>> Begin Page text
Re: Review Request 25237: Avoid Docker pull on each run

Timothy Chen Mon, 01 Sep 2014 15:23:28 -0700


> On Sept. 1, 2014, 9:57 p.m., Tom Arnfeld wrote:
> > Couple of points, please correct me if I've misunderstood anything :)
> > 
> > Can you not just do a `docker run .. {image} ..` and let docker take care 
> > of pulling the image if needed? By default, docker will pull the image if 
> > one with the same registry/repo/tag combo doesn't exist.
> > 
> > The assumption here is that an image (comprised of {registry + repository + 
> > tag}) is never going to change. For example, the default tag used by docker 
> > is `latest`, which suggests to me that you can push new versions of your 
> > image to a registry, and update the `latest` tag to point to the new image. 
> > After this change in mesos, I would need to log in to every mesos slave 
> > that had ever downloaded this image, and run a `docker pull`.
> > 
> > The alternative is of course to use new tags for every new image (e.g. git 
> > hashes). Though this means I need to update every framework that has been 
> > configured with docker image names and change them to the new tag. I can 
> > see the appeal of this approach when thinking soley about service 
> > schedulers, because it could be problematic to control a rolling release if 
> > any new task will automatically run the new image (as it takes the latest 
> > image from the registry).
> > 
> > I've actually raised this issue several times with various people in the 
> > docker community and never managed to get a concrete answer other than just 
> > run `docker pull` every time (which is what we've been doing outside of 
> > mesos). I think the difference between these use cases needs to be given 
> > some serious thought, as it's caused us pain in various ways, hence why we 
> > ended up running `docker pull` before every task to avoid the problem.
> > 
> > A working example would be the redis repository 
> > (https://registry.hub.docker.com/v1/repositories/redis/tags), you'll see 
> > that the `latest` tag is pointing at version 2.8. This tag is updated every 
> > time a new image is published, and if I were to use the `latest` tag (or 
> > not specify a tag, since it's the default) I would need to either explicity 
> > change my deployment of redis to use a strict version, or manually `docker 
> > pull` on all slaves and restart all the tasks using this container image.
> > 
> > It's also important to take into consideration long running frameworks like 
> > Hadoop on Mesos, if this change were to be merged, and to avoid logging 
> > into every slave and running `docker pull` we would need to restart the 
> > JobTracker and change the image to a newer (never previously used) tag. As 
> > opposed to new TaskTrackers automatically being launched inside the new 
> > image.
> > 
> > I guess a fair amount of this depends on what you're expecting to get from 
> > using Docker. Software deployment or just dependency management and 
> > isolation?
>> End Page text
>> Begin Provided material
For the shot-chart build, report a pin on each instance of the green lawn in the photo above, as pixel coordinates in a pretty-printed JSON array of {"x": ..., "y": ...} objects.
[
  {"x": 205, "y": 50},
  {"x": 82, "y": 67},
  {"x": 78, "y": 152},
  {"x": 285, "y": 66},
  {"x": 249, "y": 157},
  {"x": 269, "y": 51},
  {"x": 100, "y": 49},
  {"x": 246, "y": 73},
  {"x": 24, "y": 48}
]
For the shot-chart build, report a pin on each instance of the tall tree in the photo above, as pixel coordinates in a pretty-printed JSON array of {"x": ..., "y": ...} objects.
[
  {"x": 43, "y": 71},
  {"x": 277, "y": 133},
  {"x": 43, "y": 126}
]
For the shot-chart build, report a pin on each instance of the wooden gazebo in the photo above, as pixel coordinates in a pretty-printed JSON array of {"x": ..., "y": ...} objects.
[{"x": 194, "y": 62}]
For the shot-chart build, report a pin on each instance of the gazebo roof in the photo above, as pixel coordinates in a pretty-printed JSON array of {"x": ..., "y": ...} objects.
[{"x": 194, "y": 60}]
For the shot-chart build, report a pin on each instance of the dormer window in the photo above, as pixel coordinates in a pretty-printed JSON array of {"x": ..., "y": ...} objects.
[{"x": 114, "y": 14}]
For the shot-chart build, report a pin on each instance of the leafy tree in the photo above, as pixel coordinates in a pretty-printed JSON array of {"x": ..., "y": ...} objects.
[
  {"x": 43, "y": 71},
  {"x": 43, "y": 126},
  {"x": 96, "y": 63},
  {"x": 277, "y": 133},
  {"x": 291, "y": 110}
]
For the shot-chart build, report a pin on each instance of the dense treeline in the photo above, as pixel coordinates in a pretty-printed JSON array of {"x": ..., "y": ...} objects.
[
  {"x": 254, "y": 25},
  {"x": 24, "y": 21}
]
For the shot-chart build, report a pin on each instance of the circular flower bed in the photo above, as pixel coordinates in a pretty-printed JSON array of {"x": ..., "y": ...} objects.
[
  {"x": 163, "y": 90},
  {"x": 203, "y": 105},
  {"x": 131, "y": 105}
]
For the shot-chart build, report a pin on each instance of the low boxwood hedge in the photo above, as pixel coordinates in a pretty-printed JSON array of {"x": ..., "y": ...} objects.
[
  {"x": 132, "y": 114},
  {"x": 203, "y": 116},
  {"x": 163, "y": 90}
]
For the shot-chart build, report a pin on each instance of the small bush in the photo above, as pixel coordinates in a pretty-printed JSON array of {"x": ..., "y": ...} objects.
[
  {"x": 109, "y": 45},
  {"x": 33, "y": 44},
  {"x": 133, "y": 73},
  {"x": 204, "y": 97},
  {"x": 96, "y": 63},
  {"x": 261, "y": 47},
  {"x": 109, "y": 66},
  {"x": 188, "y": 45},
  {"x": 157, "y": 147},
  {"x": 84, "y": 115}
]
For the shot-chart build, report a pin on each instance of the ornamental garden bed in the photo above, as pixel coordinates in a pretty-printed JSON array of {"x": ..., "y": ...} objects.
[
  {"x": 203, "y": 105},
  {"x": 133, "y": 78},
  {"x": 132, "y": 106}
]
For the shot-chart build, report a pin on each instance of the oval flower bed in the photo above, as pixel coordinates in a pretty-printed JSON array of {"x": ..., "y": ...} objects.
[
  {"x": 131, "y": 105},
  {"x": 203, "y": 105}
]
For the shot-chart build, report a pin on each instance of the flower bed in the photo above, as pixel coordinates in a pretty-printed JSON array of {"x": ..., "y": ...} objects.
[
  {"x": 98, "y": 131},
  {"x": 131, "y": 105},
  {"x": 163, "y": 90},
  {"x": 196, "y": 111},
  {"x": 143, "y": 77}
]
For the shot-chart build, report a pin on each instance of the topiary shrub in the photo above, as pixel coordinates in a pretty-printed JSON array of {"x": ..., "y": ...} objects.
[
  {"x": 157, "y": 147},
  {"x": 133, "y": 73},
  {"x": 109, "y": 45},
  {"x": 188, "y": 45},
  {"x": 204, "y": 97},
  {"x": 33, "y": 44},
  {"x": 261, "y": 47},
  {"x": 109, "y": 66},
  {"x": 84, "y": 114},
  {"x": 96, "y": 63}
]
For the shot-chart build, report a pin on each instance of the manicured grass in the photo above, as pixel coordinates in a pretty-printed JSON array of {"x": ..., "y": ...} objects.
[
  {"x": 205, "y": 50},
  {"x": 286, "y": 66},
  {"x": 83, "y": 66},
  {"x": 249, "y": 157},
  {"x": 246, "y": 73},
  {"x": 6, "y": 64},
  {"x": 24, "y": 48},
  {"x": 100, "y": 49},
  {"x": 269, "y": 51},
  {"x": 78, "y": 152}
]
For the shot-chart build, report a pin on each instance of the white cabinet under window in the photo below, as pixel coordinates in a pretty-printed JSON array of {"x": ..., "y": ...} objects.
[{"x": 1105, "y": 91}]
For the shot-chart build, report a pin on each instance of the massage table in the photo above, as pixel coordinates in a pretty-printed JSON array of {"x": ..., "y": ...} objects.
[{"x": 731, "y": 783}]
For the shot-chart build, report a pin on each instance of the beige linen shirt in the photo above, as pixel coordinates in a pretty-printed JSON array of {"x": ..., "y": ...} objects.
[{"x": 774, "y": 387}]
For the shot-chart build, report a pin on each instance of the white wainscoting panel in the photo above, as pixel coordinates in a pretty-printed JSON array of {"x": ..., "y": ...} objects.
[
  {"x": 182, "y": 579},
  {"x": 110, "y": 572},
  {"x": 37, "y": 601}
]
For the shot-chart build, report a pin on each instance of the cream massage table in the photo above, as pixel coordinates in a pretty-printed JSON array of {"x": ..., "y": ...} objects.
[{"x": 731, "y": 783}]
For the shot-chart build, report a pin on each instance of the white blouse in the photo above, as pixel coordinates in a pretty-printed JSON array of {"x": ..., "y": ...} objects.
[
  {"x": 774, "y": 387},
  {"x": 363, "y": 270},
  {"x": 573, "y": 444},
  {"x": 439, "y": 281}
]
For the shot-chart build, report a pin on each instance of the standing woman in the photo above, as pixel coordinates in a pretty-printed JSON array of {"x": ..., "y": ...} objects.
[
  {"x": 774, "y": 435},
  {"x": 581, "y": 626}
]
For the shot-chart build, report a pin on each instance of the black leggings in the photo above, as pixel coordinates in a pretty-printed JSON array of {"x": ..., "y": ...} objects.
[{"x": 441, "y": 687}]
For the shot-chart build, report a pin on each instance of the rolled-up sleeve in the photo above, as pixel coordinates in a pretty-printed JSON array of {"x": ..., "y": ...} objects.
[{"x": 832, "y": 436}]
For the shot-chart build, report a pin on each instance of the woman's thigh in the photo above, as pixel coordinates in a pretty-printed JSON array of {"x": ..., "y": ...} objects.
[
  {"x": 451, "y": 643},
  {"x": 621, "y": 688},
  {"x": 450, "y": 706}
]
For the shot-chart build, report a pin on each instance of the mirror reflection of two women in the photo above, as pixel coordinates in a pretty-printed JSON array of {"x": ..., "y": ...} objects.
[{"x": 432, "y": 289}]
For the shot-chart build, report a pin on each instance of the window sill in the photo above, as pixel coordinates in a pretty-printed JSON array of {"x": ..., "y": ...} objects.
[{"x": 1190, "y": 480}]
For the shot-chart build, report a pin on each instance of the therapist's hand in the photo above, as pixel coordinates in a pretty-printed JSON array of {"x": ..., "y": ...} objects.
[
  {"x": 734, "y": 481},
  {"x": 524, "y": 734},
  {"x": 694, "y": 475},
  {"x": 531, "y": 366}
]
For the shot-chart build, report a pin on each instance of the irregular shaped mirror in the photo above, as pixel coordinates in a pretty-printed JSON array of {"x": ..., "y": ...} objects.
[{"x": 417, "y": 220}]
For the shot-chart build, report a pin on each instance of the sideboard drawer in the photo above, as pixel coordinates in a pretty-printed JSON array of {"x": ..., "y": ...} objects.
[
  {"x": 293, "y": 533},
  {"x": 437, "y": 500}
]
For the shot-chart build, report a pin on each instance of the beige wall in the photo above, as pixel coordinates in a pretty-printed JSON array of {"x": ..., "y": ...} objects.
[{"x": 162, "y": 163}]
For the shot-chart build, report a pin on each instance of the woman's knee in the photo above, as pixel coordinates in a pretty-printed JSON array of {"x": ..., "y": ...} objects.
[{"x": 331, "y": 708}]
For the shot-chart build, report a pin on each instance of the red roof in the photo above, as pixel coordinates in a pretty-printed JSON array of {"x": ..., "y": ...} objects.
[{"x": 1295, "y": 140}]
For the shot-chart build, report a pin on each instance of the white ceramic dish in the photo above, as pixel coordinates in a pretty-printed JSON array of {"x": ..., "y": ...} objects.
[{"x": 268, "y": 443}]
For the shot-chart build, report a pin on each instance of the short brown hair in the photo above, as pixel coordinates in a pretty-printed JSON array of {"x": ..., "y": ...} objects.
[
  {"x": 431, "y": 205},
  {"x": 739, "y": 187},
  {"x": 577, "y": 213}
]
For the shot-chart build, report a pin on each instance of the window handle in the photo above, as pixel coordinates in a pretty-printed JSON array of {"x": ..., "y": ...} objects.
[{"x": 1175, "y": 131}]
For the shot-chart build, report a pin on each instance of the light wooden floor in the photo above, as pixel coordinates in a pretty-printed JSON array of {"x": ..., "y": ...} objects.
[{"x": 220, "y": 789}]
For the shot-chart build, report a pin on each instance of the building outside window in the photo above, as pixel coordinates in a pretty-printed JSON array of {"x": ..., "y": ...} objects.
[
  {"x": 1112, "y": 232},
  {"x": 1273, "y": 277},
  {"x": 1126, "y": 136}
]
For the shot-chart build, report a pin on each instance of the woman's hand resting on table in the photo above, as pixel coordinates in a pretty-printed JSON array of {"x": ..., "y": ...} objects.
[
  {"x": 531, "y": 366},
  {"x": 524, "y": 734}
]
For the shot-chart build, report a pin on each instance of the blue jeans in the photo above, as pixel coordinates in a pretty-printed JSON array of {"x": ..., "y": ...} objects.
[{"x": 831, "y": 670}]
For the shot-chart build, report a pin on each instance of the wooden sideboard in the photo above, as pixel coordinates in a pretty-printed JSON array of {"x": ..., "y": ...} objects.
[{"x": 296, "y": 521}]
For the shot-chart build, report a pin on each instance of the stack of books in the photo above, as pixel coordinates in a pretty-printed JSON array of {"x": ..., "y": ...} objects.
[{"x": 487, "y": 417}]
>> End Provided material
▸ Work to do
A) In the Docker pull review thread, which version does the `latest` tag of the redis repository point to?
B) Resume the Docker pull review thread where it stops.

▸ Solved tasks
A) Version 2.8.

B)
> > 
> > I'm not against running `docker inspect && docker pull` on every slave in 
> > the cluster, but I'd like the requirement to do that to be chosen. Perhaps 
> > you guys have already had this discussion... I'm very interested to see 
> > what others have been doing to solve this problem.

Hi Tom, there are definitely lots of trade off questions and honestly I don't 
think there are obvious choices.
We could allow docker pull on each run which we originally did, but hits 
several problems like relying on registry server to be up at all times which 
proves to be not the case. It also has limitations of the scalability of 
registry server, as well as no longer allowing anyone to run local images.

However, without a pull you don't necessarily get the very latest tag if you 
simply specify no tag.

Currently Docker run's semantics as you mentioned, doesn't auto pull if it 
already exists locally and I'm simply matching that for now. If users really 
want to gurantee what image you're running I think specifying the exact tag for 
your image is the best way to go, and not relying on latest as that's not 
reliable since even Docker run doesn't do it.

It's sure can be optional, but so far from all the use cases I've heard no one 
has required a docker pull on each run and most people are suprised on why we 
pull each time. I'm trying not to expose too much knobs that are not necessary. 

And answering your docker run {image} point, we intentionally seperate the 
docker image pulling and running into two phases as we like to know what exact 
phase the docker process is doing, and also it's easier to reason with when 
integrated into Mesos as we need to handle a container being destroyed in any 
point of time.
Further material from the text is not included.